Text excerpt —
=== Section Start ===

Velocity presents a unique challenge for analysts – based on the speed at which data is created, an analyst must ask, when is the best time to review and assess the data generated? Is it appropriate to wait an extended period before making a business decision, or is there enough information to make an informed decision immediately?

Variety – Would You Like (Hard) Copies With That?

While the data points we’ve been discussing in this article have explored transactional data so far, let’s be realistic – data is far more complex than what is simply stored on the internet. Data can be conveyed and presented in a lot of different mediums. For example, the automated reads on one of the more than 110 million electricity meters outside of properties in the United States, the printed shipment notes listed on packages from a warehouse, or the delivery paperwork managed at a big box retailer.

Data can be stored in many ways – from structured data (such as that stored in databases) to semi-structured data (such as forms). In fact, there’s also some data that’s stored in an unstructured form – such as that presented in text, audio, or video format. This article is one such example of unstructured data – an analyst may find it beneficial to use tools such as frequency analysis to determine if, as a writer, I have a preference for certain word phrasings.

Variety presents a unique challenge for business analysts – and raises questions on how data can be transformed in a way to create meaningful outcomes for a business. If data is structured, it may be simple to work with – but does a database provide the same level of information for a survey that may be available in say, handwritten feedback cards?

Value – What Does This Mean?

Data can be generated in a range of different ways – and ultimately, while data can be collected, it remains to be seen whether information is always useful.

Consider, for example, a set of directions produced by a GPS system in a car. Contextually, it might make sense if a driver is on their way to a destination – but for a transportation company, understanding other metrics such as the miles traveled and fuel consumed may be of more importance than simply what roads a vehicle is traveling on.

The data points that are generated by any single system may be costly to store. As a result, it becomes imperative for those who design databases and work with information to ensure that only necessary data is stored – and not frivolous, unnecessary information that is likely to be a financial burden on a business in the future.

=== Section End ===

Exercise set —
1. Reproduce the big data passage from "Consider, for example, a" up to and including "is traveling on.".
2. According to the big data passage, how many electricity meters are outside properties in the United States?
3. Continue the big data passage from its last sentence.
The rows come from a separate source.

Provided information —
=== Section Start ===

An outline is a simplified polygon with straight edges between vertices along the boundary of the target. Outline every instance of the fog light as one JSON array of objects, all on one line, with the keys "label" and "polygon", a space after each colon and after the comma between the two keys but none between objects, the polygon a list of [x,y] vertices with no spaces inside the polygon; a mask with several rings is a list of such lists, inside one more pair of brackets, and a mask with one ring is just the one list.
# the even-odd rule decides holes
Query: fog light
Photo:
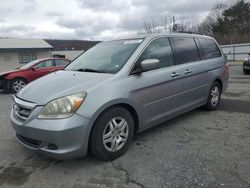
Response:
[{"label": "fog light", "polygon": [[55,145],[55,144],[49,144],[49,145],[48,145],[48,149],[49,149],[49,150],[57,150],[58,147],[57,147],[57,145]]}]

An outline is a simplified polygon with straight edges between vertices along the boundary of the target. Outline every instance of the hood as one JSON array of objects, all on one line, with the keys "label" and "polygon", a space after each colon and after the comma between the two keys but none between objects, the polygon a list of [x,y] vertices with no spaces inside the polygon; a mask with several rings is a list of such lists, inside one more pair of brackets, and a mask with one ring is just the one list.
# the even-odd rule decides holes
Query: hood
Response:
[{"label": "hood", "polygon": [[45,105],[56,98],[87,92],[112,76],[104,73],[57,71],[31,82],[17,97],[37,105]]}]

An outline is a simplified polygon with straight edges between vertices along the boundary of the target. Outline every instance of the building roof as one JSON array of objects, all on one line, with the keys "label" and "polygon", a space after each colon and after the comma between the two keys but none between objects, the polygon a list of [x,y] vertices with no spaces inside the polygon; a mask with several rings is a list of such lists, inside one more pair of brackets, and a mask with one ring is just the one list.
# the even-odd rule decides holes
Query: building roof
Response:
[{"label": "building roof", "polygon": [[87,41],[87,40],[50,40],[45,39],[47,43],[53,46],[55,51],[64,50],[88,50],[89,48],[95,46],[100,41]]},{"label": "building roof", "polygon": [[43,39],[0,38],[0,50],[16,49],[52,49]]}]

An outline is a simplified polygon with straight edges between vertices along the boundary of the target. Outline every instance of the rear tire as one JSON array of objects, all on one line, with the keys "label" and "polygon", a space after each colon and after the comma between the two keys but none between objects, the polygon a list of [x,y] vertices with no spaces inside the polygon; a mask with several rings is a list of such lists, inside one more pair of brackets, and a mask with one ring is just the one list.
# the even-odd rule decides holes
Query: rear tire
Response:
[{"label": "rear tire", "polygon": [[97,159],[114,160],[127,151],[133,134],[134,120],[129,111],[112,107],[96,120],[90,137],[90,151]]},{"label": "rear tire", "polygon": [[26,86],[27,81],[23,78],[15,78],[10,82],[10,92],[17,93],[20,91],[24,86]]},{"label": "rear tire", "polygon": [[222,86],[219,82],[214,82],[208,95],[207,103],[204,109],[212,111],[216,110],[220,104]]}]

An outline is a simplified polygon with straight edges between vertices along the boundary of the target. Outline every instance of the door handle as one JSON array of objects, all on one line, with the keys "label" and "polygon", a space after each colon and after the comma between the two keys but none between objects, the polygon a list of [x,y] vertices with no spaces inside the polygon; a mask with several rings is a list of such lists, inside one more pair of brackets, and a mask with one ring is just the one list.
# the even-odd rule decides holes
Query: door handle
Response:
[{"label": "door handle", "polygon": [[173,72],[172,74],[171,74],[171,77],[177,77],[177,76],[179,76],[180,75],[180,73],[178,73],[178,72]]},{"label": "door handle", "polygon": [[185,74],[190,74],[190,73],[192,73],[191,70],[189,70],[189,69],[186,69],[186,70],[185,70]]}]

=== Section End ===

Responses to the exercise —
1.
Consider, for example, a set of directions produced by a GPS system in a car. Contextually, it might make sense if a driver is on their way to a destination – but for a transportation company, understanding other metrics such as the miles traveled and fuel consumed may be of more importance than simply what roads a vehicle is traveling on.

2. More than 110 million.

3.
For business analysts, the value problem of data will always make them consider the following – with all the data that is live and available to them, what data points provide the most appropriate answers to the questions that they’re facing?

Veracity – Can I Trust What You Say?

A classic Cold War saying is the Russian rhyming proverb trust, but verify. Popularised by US President Ronald Reagan in the 1980s, it highlighted a need for the ability of the United States and then USSR to trust each other on nuclear disarmament, provided they had made steps towards denuclearisation.

While data has come a long way from the dot matrix printers of the 1980s, the saying applies rather nicely to the data sets of today’s modern world. Data can be generated by many things, including large language models such as ChatGPT. In fact, some large language models can do an excellent job of producing spectacularly incorrect data.

Veracity presents an ongoing challenge to a business analyst and highlights the need for ongoing verification, testing, and validation. Veracity makes us ask, if data can be brought in from a wide variety of different sources, what methods and techniques can be used on the data to ensure that it is from a trusted source, and not simply false information?

No matter whether you work in a small business or a large corporation, data issues can present themselves in a variety of ways. For the seasoned business analyst, understanding how the 5Vs can cause challenges in your data can be a great way of narrowing your focus and working towards addressing some of the issues presented when dealing with the volume, velocity, variety, value, and veracity of data in today’s modern world.